Excerpted text —
[lit-ideas] The Writer's Life

  • From: "Andreas Ramos" <andreas@xxxxxxxxxxx>
  • To: "Lit-Ideas" <lit-ideas@xxxxxxxxxxxxx>
  • Date: Mon, 13 Mar 2006 22:53:18 -0800

Commentary from the February 17, 2006 edition of the Christian Science Monitor
http://www.csmonitor.com/2006/0217/p20s02-cogn.html


Backstory: Writers and editors

(Ed. note: how about editors and writers?)

By Peter Crabbe

I can't tell you how often people tell me that what they really want to do in 
life is be a
writer.

My response? "Why?"

"Oh," they say with gusto, "I would love to tell the world what I am thinking. 
When you are
a writer you have such creative control. No one tells you what you can say. The 
page is your
canvas of free thought and expression."

A blank stare from me.

"Free thought and expression?" Do I let them down gently or do I just burst out 
laughing?

(Ed. note: this seems a bit sarcastic early on. suggest you change this line to 
something
more whimsical and less stereotypically hard-bitten writerish.)

Ahhhh the idealism of the unpublished...

(Ed. note: better, but make it shorter. we don't have space.)

Ahhh... idealism.

(Ed. note: shorter.)

Ah...

(Ed. note: perfect.)

We writers, while getting the credit on the page, have to deal with a group of 
folks called
editors. Editors are the threshold guardians of the printed word. Their job is 
to take a
writer's vision and bluntly tell him that it's not clear and that he must state 
it in half
the space.

Stated problem 1 —
In the column on writers and editors, which publication's February 17, 2006 edition carried the commentary?
Stated problem 2 —
In the column on writers and editors, why does the editor ask for the line "Ahhhh the idealism of the unpublished..." to be shortened?
Stated problem 3 —
Quote the stretch of the column on writers and editors from "[lit-ideas] The Writer's" through "editors and writers?)".

Collected data —
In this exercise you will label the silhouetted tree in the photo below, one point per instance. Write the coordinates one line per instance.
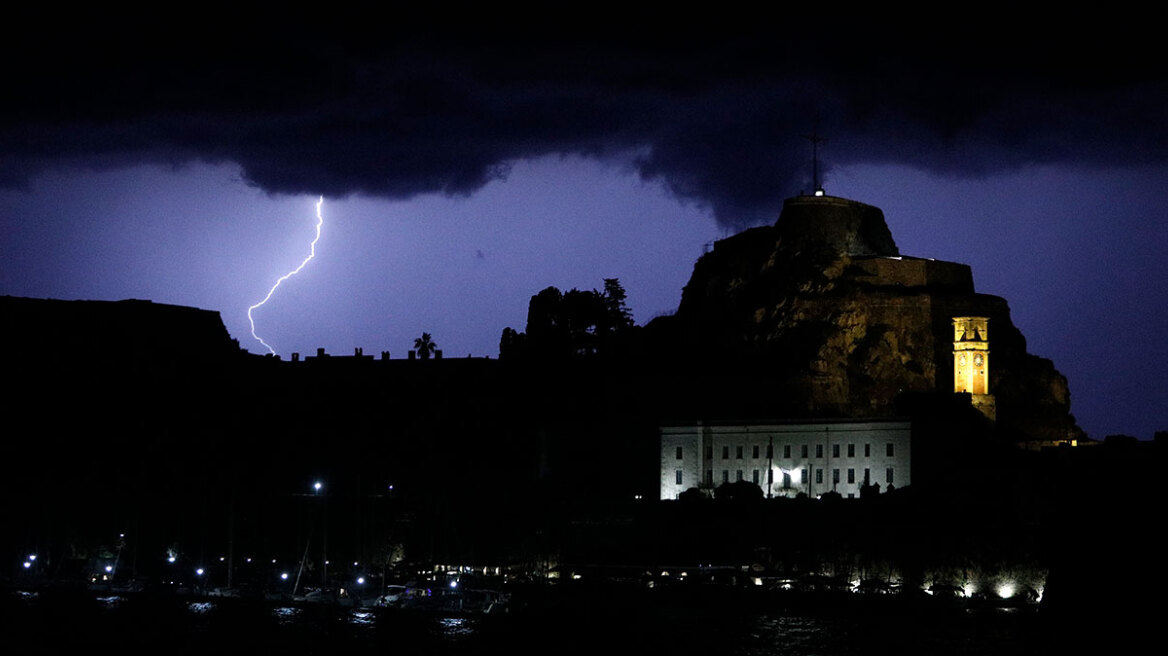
(577, 323)
(424, 346)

Written response 1 —
The Christian Science Monitor.

Written response 2 —
The editor's note calls the line better than the earlier one but asks for it to be shorter because "we don't have space."

Written response 3 —
[lit-ideas] The Writer's Life

  • From: "Andreas Ramos" <andreas@xxxxxxxxxxx>
  • To: "Lit-Ideas" <lit-ideas@xxxxxxxxxxxxx>
  • Date: Mon, 13 Mar 2006 22:53:18 -0800

Commentary from the February 17, 2006 edition of the Christian Science Monitor
http://www.csmonitor.com/2006/0217/p20s02-cogn.html


Backstory: Writers and editors

(Ed. note: how about editors and writers?)